Exercise data:
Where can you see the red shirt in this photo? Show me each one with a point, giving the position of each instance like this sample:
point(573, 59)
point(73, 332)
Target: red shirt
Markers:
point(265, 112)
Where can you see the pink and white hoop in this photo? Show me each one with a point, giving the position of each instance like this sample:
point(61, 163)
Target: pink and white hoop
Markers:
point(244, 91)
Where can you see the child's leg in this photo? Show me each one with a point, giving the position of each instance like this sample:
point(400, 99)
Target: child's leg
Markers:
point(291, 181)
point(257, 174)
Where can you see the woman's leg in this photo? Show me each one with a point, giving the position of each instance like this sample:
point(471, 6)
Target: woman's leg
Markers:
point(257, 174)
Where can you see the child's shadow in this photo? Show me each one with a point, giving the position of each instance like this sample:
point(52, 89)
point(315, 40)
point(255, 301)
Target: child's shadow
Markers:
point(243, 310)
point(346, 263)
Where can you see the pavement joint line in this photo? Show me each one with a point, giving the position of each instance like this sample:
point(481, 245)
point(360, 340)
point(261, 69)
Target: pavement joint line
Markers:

Requirements: Return the listing above in its exact form.

Written reply:
Where can you see the red shirt in this photo? Show me each one with a point, giving the position of each instance like this sample:
point(573, 59)
point(73, 332)
Target: red shirt
Markers:
point(265, 112)
Where can you see the pink and white hoop in this photo? Show me each one with a point, giving the position of each instance like this sample:
point(61, 163)
Target: pink and white hoop
Markers:
point(244, 91)
Where can you see the child's leg in this photo? Show me each one with a point, giving the position of each instance like this sample:
point(400, 99)
Target: child's leg
Markers:
point(291, 181)
point(257, 174)
Where can you see the woman's leg in this photo? Show me each one with a point, giving the position of each instance like this sample:
point(471, 6)
Target: woman's leg
Markers:
point(257, 174)
Where can you see the child's shadow in this photo? Show me each one with a point, giving the position of each instance like this sample:
point(52, 89)
point(315, 40)
point(255, 301)
Target: child's shadow
Markers:
point(243, 310)
point(346, 263)
Where can you see the pavement joint line in this photo? Show me each one with a point, giving the position of each instance like this sample:
point(481, 245)
point(360, 340)
point(261, 69)
Target: pavement joint line
Markers:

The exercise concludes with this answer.